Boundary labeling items

|---|

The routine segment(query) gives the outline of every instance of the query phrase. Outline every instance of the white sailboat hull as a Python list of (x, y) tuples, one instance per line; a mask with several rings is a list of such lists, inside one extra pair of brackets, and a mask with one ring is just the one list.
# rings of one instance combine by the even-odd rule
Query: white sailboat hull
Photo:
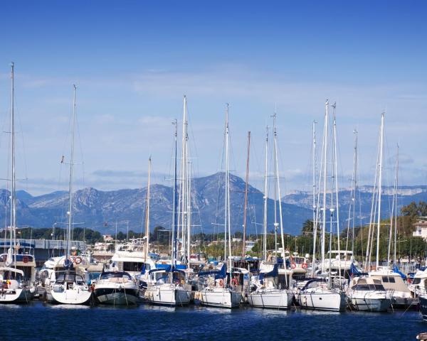
[(287, 290), (261, 289), (248, 295), (248, 302), (253, 307), (289, 309), (293, 293)]
[(391, 305), (391, 300), (387, 298), (386, 295), (355, 293), (349, 298), (352, 308), (360, 311), (387, 311)]
[(136, 304), (139, 289), (134, 283), (125, 284), (97, 283), (93, 292), (95, 297), (102, 304), (125, 305)]
[(237, 308), (242, 298), (241, 293), (222, 288), (207, 288), (199, 292), (203, 305), (220, 308)]
[(46, 298), (53, 303), (60, 304), (85, 304), (89, 303), (92, 291), (77, 288), (64, 288), (60, 286), (53, 286), (46, 289)]
[(16, 288), (0, 291), (0, 303), (28, 303), (34, 297), (34, 290)]
[(333, 289), (301, 291), (299, 301), (305, 309), (342, 311), (347, 307), (345, 294)]
[(180, 286), (162, 284), (149, 287), (145, 298), (151, 304), (180, 306), (190, 303), (190, 292)]

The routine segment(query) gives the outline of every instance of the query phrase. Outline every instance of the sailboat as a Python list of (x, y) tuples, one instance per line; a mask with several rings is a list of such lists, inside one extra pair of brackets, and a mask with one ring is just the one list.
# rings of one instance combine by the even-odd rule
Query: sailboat
[[(384, 149), (384, 112), (381, 114), (381, 131), (380, 131), (380, 139), (379, 139), (379, 153), (378, 153), (378, 163), (376, 167), (376, 181), (375, 185), (377, 184), (376, 188), (378, 188), (378, 193), (376, 195), (376, 265), (375, 267), (371, 267), (371, 271), (369, 272), (369, 278), (380, 281), (381, 284), (384, 286), (385, 289), (391, 294), (391, 302), (394, 306), (400, 307), (400, 308), (406, 308), (410, 305), (416, 304), (416, 299), (414, 299), (412, 297), (412, 294), (411, 291), (406, 286), (405, 282), (404, 281), (404, 278), (402, 277), (405, 277), (405, 275), (403, 275), (400, 273), (399, 269), (397, 268), (396, 264), (393, 269), (389, 266), (390, 264), (390, 248), (391, 244), (391, 232), (393, 228), (393, 218), (396, 219), (396, 217), (393, 217), (394, 210), (396, 208), (396, 205), (394, 202), (394, 205), (391, 212), (391, 219), (390, 222), (390, 236), (389, 239), (389, 251), (388, 251), (388, 256), (387, 256), (387, 265), (385, 266), (379, 266), (379, 242), (380, 242), (380, 227), (381, 227), (381, 193), (382, 193), (382, 173), (383, 173), (383, 149)], [(397, 191), (397, 175), (398, 175), (398, 168), (399, 168), (399, 153), (396, 158), (396, 175), (395, 175), (395, 184), (394, 184), (394, 192), (395, 194)], [(378, 179), (378, 182), (376, 182), (376, 179)], [(375, 186), (374, 186), (375, 188)], [(373, 199), (375, 198), (375, 193), (374, 193)], [(395, 207), (396, 206), (396, 207)], [(374, 211), (375, 212), (375, 211)], [(371, 218), (371, 221), (373, 221), (373, 219)], [(396, 223), (396, 222), (395, 222)], [(369, 232), (371, 232), (370, 228), (371, 224), (369, 224)], [(395, 238), (396, 238), (396, 231), (395, 229)], [(370, 263), (370, 259), (372, 254), (372, 241), (374, 240), (374, 231), (372, 231), (372, 236), (371, 237), (370, 234), (369, 237), (371, 237), (370, 243), (368, 242), (368, 247), (371, 245), (369, 248), (369, 252), (368, 254), (369, 257), (367, 257), (367, 265)], [(368, 239), (368, 242), (369, 240)], [(396, 252), (396, 244), (394, 246), (395, 252)], [(396, 261), (396, 256), (394, 256), (395, 261)]]
[[(292, 270), (286, 269), (286, 263), (283, 261), (285, 259), (285, 240), (283, 236), (283, 225), (282, 216), (282, 204), (280, 200), (280, 186), (279, 177), (279, 168), (277, 151), (277, 131), (275, 127), (276, 114), (273, 115), (273, 134), (274, 134), (274, 156), (275, 156), (275, 210), (274, 210), (274, 227), (275, 227), (275, 259), (271, 269), (271, 264), (265, 261), (266, 258), (266, 239), (267, 239), (267, 173), (268, 173), (268, 129), (267, 129), (267, 137), (265, 141), (265, 171), (264, 178), (264, 259), (260, 264), (260, 274), (254, 278), (253, 281), (253, 290), (248, 294), (248, 302), (253, 307), (270, 308), (275, 309), (288, 309), (292, 305), (293, 300), (293, 293), (288, 290)], [(277, 228), (279, 223), (277, 221), (276, 203), (278, 196), (279, 197), (279, 215), (280, 227), (280, 239), (282, 242), (282, 257), (280, 265), (285, 265), (285, 267), (279, 269), (279, 258), (278, 257), (277, 250)], [(284, 281), (280, 278), (284, 277)], [(283, 282), (283, 283), (282, 283)]]
[[(92, 291), (84, 276), (76, 271), (75, 264), (80, 264), (82, 258), (71, 256), (71, 231), (73, 229), (73, 175), (74, 166), (74, 135), (75, 129), (75, 85), (73, 86), (73, 117), (71, 124), (71, 150), (70, 157), (70, 180), (68, 188), (68, 216), (67, 229), (67, 249), (63, 268), (51, 274), (46, 287), (46, 298), (51, 303), (61, 304), (85, 304), (92, 298)], [(57, 268), (58, 269), (58, 268)]]
[[(331, 276), (331, 266), (332, 262), (331, 256), (330, 254), (330, 259), (325, 259), (325, 239), (326, 239), (326, 212), (327, 212), (327, 178), (328, 178), (328, 131), (329, 131), (329, 102), (327, 100), (325, 103), (325, 125), (324, 125), (324, 133), (323, 133), (323, 146), (322, 151), (322, 175), (320, 176), (319, 181), (319, 191), (317, 195), (317, 203), (316, 207), (320, 210), (316, 210), (316, 218), (314, 224), (314, 236), (315, 241), (316, 239), (317, 229), (319, 221), (319, 213), (322, 211), (322, 261), (321, 261), (321, 273), (320, 277), (310, 279), (307, 282), (305, 286), (301, 289), (299, 294), (299, 302), (301, 308), (306, 309), (316, 309), (316, 310), (325, 310), (332, 311), (342, 311), (346, 308), (347, 301), (344, 293), (341, 290), (340, 288), (334, 288), (332, 281)], [(335, 105), (334, 104), (334, 110)], [(332, 148), (332, 160), (334, 165), (334, 168), (332, 168), (332, 177), (337, 175), (336, 171), (336, 134), (334, 124), (334, 148)], [(323, 203), (322, 207), (320, 207), (320, 185), (323, 185)], [(337, 191), (337, 182), (335, 182), (335, 190)], [(332, 185), (332, 188), (334, 185)], [(330, 218), (330, 250), (332, 249), (332, 220), (334, 217), (334, 212), (335, 212), (336, 207), (334, 206), (334, 191), (331, 191), (331, 205), (329, 208), (331, 214)], [(335, 202), (335, 205), (337, 205), (338, 200)], [(339, 221), (338, 217), (337, 220)], [(337, 224), (338, 225), (338, 224)], [(339, 251), (339, 242), (338, 242)], [(316, 249), (315, 249), (315, 242), (314, 244), (313, 249), (313, 259), (315, 259)], [(329, 262), (328, 271), (326, 272), (326, 264)], [(314, 272), (314, 269), (313, 269)]]
[(186, 274), (176, 267), (177, 257), (177, 122), (175, 121), (175, 167), (174, 183), (173, 242), (172, 264), (166, 268), (154, 269), (149, 271), (149, 279), (155, 283), (149, 286), (145, 291), (145, 299), (151, 304), (179, 306), (189, 304), (191, 298), (191, 286), (186, 283)]
[[(225, 173), (225, 207), (224, 207), (224, 259), (221, 270), (214, 270), (199, 273), (201, 279), (199, 291), (196, 296), (203, 305), (219, 308), (237, 308), (240, 305), (241, 293), (235, 290), (231, 280), (233, 274), (231, 259), (231, 217), (230, 217), (230, 175), (228, 170), (228, 104), (226, 110), (226, 173)], [(228, 240), (227, 240), (228, 237)], [(227, 266), (227, 263), (228, 263)], [(227, 274), (227, 267), (228, 274)], [(212, 278), (212, 275), (214, 276)], [(206, 281), (201, 280), (209, 276)], [(234, 279), (234, 278), (233, 278)]]
[[(147, 190), (147, 207), (149, 207), (149, 178), (151, 171), (151, 157), (148, 161), (148, 188)], [(148, 255), (148, 245), (149, 245), (149, 234), (147, 234), (147, 227), (148, 227), (149, 214), (149, 211), (147, 210), (146, 217), (146, 234), (145, 240), (147, 241), (147, 246), (145, 247), (144, 258), (144, 260), (147, 259)], [(128, 245), (127, 245), (127, 247)], [(138, 255), (141, 255), (141, 252), (138, 252), (137, 248), (126, 249), (126, 251), (129, 254), (126, 254), (126, 258), (137, 259), (137, 261), (141, 261)], [(137, 256), (135, 256), (135, 254)], [(115, 259), (119, 258), (117, 254), (115, 254)], [(113, 258), (115, 258), (113, 256)], [(123, 260), (122, 259), (121, 259)], [(127, 259), (128, 260), (128, 259)], [(111, 263), (108, 266), (105, 266), (102, 273), (100, 275), (97, 281), (95, 284), (93, 289), (93, 295), (98, 302), (103, 304), (112, 304), (112, 305), (130, 305), (131, 304), (135, 304), (139, 296), (139, 287), (137, 283), (137, 278), (135, 278), (135, 274), (131, 274), (127, 271), (123, 271), (124, 265), (127, 265), (126, 261), (111, 261)], [(141, 264), (141, 268), (145, 268), (144, 263), (140, 262), (129, 262), (132, 265), (132, 270), (137, 270)], [(135, 264), (137, 269), (135, 269)], [(148, 266), (146, 266), (148, 267)], [(126, 266), (127, 267), (127, 266)], [(119, 271), (121, 268), (122, 271)], [(141, 271), (142, 272), (142, 271)], [(138, 281), (139, 283), (144, 283), (139, 278), (143, 276), (142, 274), (138, 274)], [(145, 288), (144, 288), (144, 289)], [(144, 290), (143, 290), (144, 291)]]
[[(34, 296), (36, 261), (34, 256), (25, 251), (31, 244), (16, 242), (16, 195), (15, 177), (15, 117), (14, 117), (14, 65), (11, 72), (11, 170), (10, 239), (7, 253), (0, 256), (0, 303), (28, 303)], [(33, 250), (34, 246), (32, 246)]]

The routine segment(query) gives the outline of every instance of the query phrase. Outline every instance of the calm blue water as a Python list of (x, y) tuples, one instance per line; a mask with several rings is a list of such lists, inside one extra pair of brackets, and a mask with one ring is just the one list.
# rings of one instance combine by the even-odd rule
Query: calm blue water
[(1, 340), (411, 340), (427, 331), (418, 312), (404, 313), (29, 305), (1, 305)]

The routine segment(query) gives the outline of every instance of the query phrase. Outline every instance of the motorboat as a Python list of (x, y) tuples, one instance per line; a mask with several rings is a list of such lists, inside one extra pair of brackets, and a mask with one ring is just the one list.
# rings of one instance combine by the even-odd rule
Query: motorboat
[(304, 309), (343, 311), (347, 307), (345, 293), (339, 288), (331, 288), (325, 278), (313, 278), (307, 281), (299, 294), (299, 303)]
[(94, 286), (93, 294), (102, 304), (136, 304), (139, 288), (134, 278), (123, 271), (102, 272)]
[(370, 277), (354, 277), (349, 287), (347, 297), (352, 308), (362, 311), (387, 311), (391, 305), (390, 293), (381, 281)]

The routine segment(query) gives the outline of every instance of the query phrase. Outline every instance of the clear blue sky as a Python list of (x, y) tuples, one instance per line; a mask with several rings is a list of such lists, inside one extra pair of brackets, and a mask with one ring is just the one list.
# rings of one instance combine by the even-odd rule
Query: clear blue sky
[[(68, 153), (73, 83), (84, 160), (79, 187), (144, 186), (149, 154), (156, 181), (167, 184), (170, 122), (181, 117), (184, 94), (195, 176), (221, 168), (228, 102), (233, 170), (244, 173), (251, 130), (257, 185), (275, 104), (286, 190), (309, 189), (311, 122), (322, 123), (329, 98), (337, 102), (342, 185), (354, 128), (361, 181), (373, 181), (384, 109), (390, 164), (399, 141), (402, 183), (425, 184), (426, 17), (421, 1), (4, 1), (0, 125), (7, 130), (13, 60), (23, 137), (19, 174), (28, 178), (20, 185), (33, 193), (64, 188), (59, 161)], [(0, 148), (6, 175), (6, 134)]]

|---|

**Task prompt**
Format the data from its start through the line containing "303), (190, 292)]", inclusive, as a JSON list of strings with one string per line and blank lines omitted. Leave the pictures out.

**Reply to the exercise**
[
  "The routine segment(query) gives the outline of every instance of the query phrase. Outline every instance of the white sailboat hull as a Python list of (x, y) tuples, one instance per line; a mask with several rings is a list of such lists, inside one extra pair of brackets, and a mask with one ring is just the one list.",
  "# rings of one instance combine by the even-odd rule",
  "Query: white sailboat hull",
  "Photo:",
  "[(287, 290), (261, 289), (248, 295), (248, 302), (253, 307), (289, 309), (293, 293)]",
  "[(391, 305), (391, 300), (387, 298), (386, 295), (355, 293), (349, 298), (352, 308), (360, 311), (387, 311)]",
  "[(136, 304), (139, 289), (134, 283), (125, 284), (97, 283), (93, 292), (95, 297), (102, 304), (125, 305)]",
  "[(237, 308), (242, 298), (241, 293), (222, 288), (207, 288), (199, 292), (203, 305), (220, 308)]",
  "[(46, 298), (53, 303), (60, 304), (85, 304), (89, 303), (92, 291), (77, 288), (64, 288), (60, 286), (53, 286), (46, 289)]",
  "[(16, 288), (0, 291), (0, 303), (28, 303), (34, 297), (34, 290)]",
  "[(333, 289), (301, 291), (299, 301), (305, 309), (342, 311), (347, 307), (345, 294)]",
  "[(180, 286), (162, 284), (149, 287), (145, 298), (151, 304), (180, 306), (190, 303), (190, 292)]"
]